_PROBLEM TO SOLVE_
Set the data down once more, in full and exactly.

_GIVEN DATA_
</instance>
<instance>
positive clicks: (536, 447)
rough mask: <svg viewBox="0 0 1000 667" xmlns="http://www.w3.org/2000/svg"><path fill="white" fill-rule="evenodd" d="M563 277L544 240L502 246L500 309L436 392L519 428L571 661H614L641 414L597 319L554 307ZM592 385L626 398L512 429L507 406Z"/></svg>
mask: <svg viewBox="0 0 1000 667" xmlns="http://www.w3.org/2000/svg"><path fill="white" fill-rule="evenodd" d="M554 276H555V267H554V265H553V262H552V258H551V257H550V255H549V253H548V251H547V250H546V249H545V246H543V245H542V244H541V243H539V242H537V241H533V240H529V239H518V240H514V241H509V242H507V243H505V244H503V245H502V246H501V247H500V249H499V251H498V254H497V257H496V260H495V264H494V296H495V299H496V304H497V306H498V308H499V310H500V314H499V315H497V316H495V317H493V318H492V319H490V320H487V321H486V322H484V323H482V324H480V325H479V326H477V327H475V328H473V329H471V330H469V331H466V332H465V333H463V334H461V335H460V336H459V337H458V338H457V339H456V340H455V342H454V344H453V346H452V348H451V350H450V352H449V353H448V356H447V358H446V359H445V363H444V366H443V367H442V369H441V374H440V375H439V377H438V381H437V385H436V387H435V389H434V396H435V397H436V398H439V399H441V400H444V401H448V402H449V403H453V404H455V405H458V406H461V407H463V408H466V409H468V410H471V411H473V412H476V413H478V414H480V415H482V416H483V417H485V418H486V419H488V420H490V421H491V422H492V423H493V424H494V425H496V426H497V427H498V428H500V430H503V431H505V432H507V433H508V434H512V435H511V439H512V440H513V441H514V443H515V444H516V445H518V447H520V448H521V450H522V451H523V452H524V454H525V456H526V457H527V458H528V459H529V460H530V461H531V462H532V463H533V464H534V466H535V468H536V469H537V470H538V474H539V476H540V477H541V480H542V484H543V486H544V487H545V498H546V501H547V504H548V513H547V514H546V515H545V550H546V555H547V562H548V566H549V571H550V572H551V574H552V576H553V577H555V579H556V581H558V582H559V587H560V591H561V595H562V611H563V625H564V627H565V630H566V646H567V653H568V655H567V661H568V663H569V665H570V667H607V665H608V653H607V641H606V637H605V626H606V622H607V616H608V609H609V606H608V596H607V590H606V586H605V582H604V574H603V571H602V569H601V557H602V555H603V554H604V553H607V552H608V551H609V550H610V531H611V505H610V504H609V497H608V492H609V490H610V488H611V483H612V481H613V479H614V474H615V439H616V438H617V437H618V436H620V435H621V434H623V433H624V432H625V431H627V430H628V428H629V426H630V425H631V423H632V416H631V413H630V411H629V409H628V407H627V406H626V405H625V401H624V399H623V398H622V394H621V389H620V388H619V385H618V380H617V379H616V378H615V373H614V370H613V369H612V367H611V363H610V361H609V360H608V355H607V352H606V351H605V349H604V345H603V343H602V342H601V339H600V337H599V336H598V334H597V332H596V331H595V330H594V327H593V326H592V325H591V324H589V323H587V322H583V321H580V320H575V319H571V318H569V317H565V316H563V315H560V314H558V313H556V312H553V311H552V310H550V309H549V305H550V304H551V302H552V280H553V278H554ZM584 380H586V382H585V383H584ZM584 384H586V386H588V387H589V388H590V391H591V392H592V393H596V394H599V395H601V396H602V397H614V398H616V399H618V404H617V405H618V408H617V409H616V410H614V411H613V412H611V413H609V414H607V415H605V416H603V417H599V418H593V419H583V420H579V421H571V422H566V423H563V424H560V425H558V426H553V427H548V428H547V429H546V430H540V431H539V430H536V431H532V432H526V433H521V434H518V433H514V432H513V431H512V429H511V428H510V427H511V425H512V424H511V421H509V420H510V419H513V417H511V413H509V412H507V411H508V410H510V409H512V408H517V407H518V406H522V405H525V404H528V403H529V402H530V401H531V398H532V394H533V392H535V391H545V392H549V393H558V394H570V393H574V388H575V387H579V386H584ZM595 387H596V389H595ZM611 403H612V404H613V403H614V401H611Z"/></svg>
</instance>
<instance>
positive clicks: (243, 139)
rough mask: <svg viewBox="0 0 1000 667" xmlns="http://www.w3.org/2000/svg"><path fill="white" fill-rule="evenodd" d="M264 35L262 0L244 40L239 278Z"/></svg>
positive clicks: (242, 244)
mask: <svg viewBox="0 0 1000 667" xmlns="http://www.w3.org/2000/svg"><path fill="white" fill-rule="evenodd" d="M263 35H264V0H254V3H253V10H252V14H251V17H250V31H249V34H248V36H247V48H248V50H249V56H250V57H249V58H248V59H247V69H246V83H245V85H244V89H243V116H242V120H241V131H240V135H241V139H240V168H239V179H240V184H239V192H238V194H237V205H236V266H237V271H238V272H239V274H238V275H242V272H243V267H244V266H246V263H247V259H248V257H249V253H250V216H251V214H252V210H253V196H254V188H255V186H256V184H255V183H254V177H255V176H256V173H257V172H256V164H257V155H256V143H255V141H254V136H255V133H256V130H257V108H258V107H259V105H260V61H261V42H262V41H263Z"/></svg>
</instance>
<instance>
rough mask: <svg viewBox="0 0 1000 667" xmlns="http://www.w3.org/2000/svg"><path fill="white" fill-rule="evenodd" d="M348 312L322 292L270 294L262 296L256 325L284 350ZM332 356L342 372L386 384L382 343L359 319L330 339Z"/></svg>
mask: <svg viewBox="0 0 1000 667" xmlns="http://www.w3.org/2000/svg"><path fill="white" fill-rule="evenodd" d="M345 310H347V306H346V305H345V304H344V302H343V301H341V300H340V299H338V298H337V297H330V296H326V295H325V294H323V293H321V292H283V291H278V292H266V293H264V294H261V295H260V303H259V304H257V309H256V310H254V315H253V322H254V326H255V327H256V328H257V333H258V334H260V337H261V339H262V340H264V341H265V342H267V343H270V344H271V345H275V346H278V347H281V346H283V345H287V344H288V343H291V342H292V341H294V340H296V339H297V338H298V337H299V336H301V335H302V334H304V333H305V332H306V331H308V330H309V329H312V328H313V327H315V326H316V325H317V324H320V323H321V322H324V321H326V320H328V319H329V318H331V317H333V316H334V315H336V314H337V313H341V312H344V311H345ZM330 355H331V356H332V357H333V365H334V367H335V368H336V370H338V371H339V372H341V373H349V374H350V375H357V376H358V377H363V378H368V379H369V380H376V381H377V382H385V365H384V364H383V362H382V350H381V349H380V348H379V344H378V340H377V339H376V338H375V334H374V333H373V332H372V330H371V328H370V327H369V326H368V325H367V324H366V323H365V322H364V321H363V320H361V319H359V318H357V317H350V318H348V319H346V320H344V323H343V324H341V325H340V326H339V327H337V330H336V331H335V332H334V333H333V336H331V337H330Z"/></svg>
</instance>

_TASK OUTPUT_
</instance>
<instance>
positive clicks: (536, 447)
rough mask: <svg viewBox="0 0 1000 667" xmlns="http://www.w3.org/2000/svg"><path fill="white" fill-rule="evenodd" d="M563 277L544 240L502 246L500 309L436 392L519 428L571 661H614L641 414L597 319L554 307ZM592 385L626 398L512 429L507 406Z"/></svg>
mask: <svg viewBox="0 0 1000 667" xmlns="http://www.w3.org/2000/svg"><path fill="white" fill-rule="evenodd" d="M554 276H555V267H554V265H553V262H552V258H551V257H550V255H549V253H548V251H547V250H546V249H545V246H543V245H542V244H541V243H539V242H537V241H533V240H529V239H518V240H514V241H509V242H507V243H505V244H503V245H502V246H501V247H500V249H499V251H498V254H497V257H496V260H495V264H494V296H495V299H496V304H497V306H498V308H499V310H500V314H499V315H497V316H495V317H493V318H492V319H490V320H487V321H486V322H484V323H482V324H480V325H479V326H477V327H475V328H473V329H471V330H469V331H466V332H465V333H463V334H461V335H460V336H459V337H458V338H457V339H456V340H455V342H454V344H453V346H452V348H451V350H450V352H449V353H448V356H447V358H446V359H445V363H444V366H443V367H442V369H441V374H440V375H439V377H438V381H437V385H436V387H435V389H434V396H435V397H436V398H439V399H441V400H444V401H448V402H449V403H453V404H455V405H458V406H461V407H463V408H466V409H468V410H471V411H473V412H476V413H478V414H480V415H482V416H483V417H485V418H486V419H488V420H490V421H491V422H492V423H493V424H494V425H496V426H497V427H498V428H500V430H503V431H505V432H507V433H508V434H512V435H511V439H512V440H513V441H514V443H515V444H516V445H518V447H520V448H521V450H522V451H523V452H524V454H525V456H526V457H527V458H528V459H529V460H530V461H531V462H532V463H533V464H534V466H535V468H536V469H537V470H538V474H539V476H540V477H541V480H542V484H543V486H544V487H545V498H546V501H547V504H548V513H547V514H546V515H545V550H546V555H547V562H548V566H549V571H550V572H551V574H552V576H553V577H555V579H556V581H558V582H559V587H560V591H561V595H562V611H563V625H564V627H565V630H566V646H567V653H568V655H567V661H568V663H569V665H570V667H607V665H608V653H607V641H606V637H605V626H606V622H607V616H608V609H609V606H608V596H607V590H606V586H605V582H604V574H603V571H602V569H601V557H602V555H603V554H604V553H607V552H608V551H609V550H610V531H611V505H610V504H609V497H608V492H609V490H610V488H611V483H612V481H613V479H614V474H615V439H616V438H617V437H618V436H620V435H621V434H623V433H624V432H625V431H627V430H628V428H629V426H630V425H631V423H632V416H631V413H630V411H629V409H628V407H627V406H626V405H625V401H624V399H623V398H622V394H621V389H620V388H619V385H618V380H617V379H616V378H615V373H614V370H613V369H612V367H611V363H610V361H609V360H608V355H607V352H606V351H605V349H604V345H603V343H602V342H601V339H600V337H599V336H598V334H597V332H596V331H595V330H594V327H593V326H592V325H591V324H589V323H587V322H583V321H580V320H575V319H571V318H569V317H565V316H563V315H560V314H558V313H556V312H553V311H552V310H550V309H549V305H550V304H551V302H552V280H553V278H554ZM584 380H586V382H585V383H584ZM584 384H586V386H588V387H589V388H590V391H591V392H592V393H596V394H599V395H601V396H602V397H614V398H616V399H618V404H617V405H618V408H617V409H616V410H614V411H613V412H611V413H609V414H607V415H605V416H603V417H599V418H593V419H583V420H579V421H571V422H566V423H563V424H560V425H558V426H553V427H548V428H547V429H546V430H540V431H539V430H536V431H532V432H526V433H521V434H518V433H514V432H513V431H512V429H511V428H510V427H511V425H512V424H511V421H509V420H510V419H513V417H511V413H509V412H507V411H508V410H510V409H512V408H517V407H518V406H522V405H525V404H528V403H529V402H530V401H531V398H532V394H533V392H535V391H545V392H549V393H558V394H570V393H574V388H575V387H579V386H584ZM595 387H596V389H595ZM611 403H612V404H613V403H614V401H611Z"/></svg>
</instance>
<instance>
positive clicks: (243, 139)
rough mask: <svg viewBox="0 0 1000 667" xmlns="http://www.w3.org/2000/svg"><path fill="white" fill-rule="evenodd" d="M264 35L262 0L244 40L239 278Z"/></svg>
positive clicks: (242, 244)
mask: <svg viewBox="0 0 1000 667" xmlns="http://www.w3.org/2000/svg"><path fill="white" fill-rule="evenodd" d="M263 35H264V0H254V3H253V10H252V14H251V17H250V31H249V34H248V36H247V48H248V50H249V56H250V57H249V58H248V59H247V69H246V83H245V85H244V89H243V116H242V120H241V131H240V135H241V139H240V168H239V179H240V184H239V192H238V194H237V205H236V266H237V271H238V272H239V274H238V275H242V272H243V267H244V266H246V263H247V259H248V257H249V253H250V216H251V214H252V210H253V196H254V188H255V186H256V184H255V183H254V177H255V176H256V173H257V172H256V164H257V155H256V143H255V141H254V136H255V133H256V130H257V108H258V107H259V105H260V61H261V42H262V41H263Z"/></svg>
</instance>
<instance>
rough mask: <svg viewBox="0 0 1000 667" xmlns="http://www.w3.org/2000/svg"><path fill="white" fill-rule="evenodd" d="M348 312L322 292L270 294L262 296L256 325L284 350ZM332 356L342 372L386 384L382 343L359 319L330 339Z"/></svg>
mask: <svg viewBox="0 0 1000 667" xmlns="http://www.w3.org/2000/svg"><path fill="white" fill-rule="evenodd" d="M345 310H347V306H346V305H345V304H344V302H343V301H341V300H340V299H338V298H337V297H330V296H326V295H325V294H323V293H321V292H283V291H278V292H266V293H264V294H261V295H260V303H259V304H257V309H256V310H254V315H253V322H254V326H255V327H256V328H257V333H258V334H260V337H261V339H262V340H264V341H265V342H267V343H270V344H271V345H275V346H278V347H281V346H283V345H287V344H288V343H291V342H292V341H294V340H296V339H297V338H298V337H299V336H301V335H302V334H304V333H305V332H306V331H308V330H309V329H312V328H313V327H315V326H316V325H317V324H320V323H321V322H324V321H326V320H328V319H329V318H331V317H333V316H334V315H336V314H337V313H341V312H344V311H345ZM330 355H331V356H332V357H333V365H334V367H335V368H336V370H338V371H339V372H341V373H349V374H350V375H357V376H358V377H363V378H368V379H369V380H376V381H377V382H385V365H384V364H383V362H382V350H381V349H380V348H379V344H378V340H377V339H376V338H375V334H374V333H373V332H372V330H371V328H370V327H369V326H368V325H367V324H366V323H365V322H364V321H363V320H361V319H359V318H357V317H350V318H348V319H346V320H344V323H343V324H341V325H340V326H339V327H337V330H336V331H335V332H334V333H333V336H331V337H330Z"/></svg>
</instance>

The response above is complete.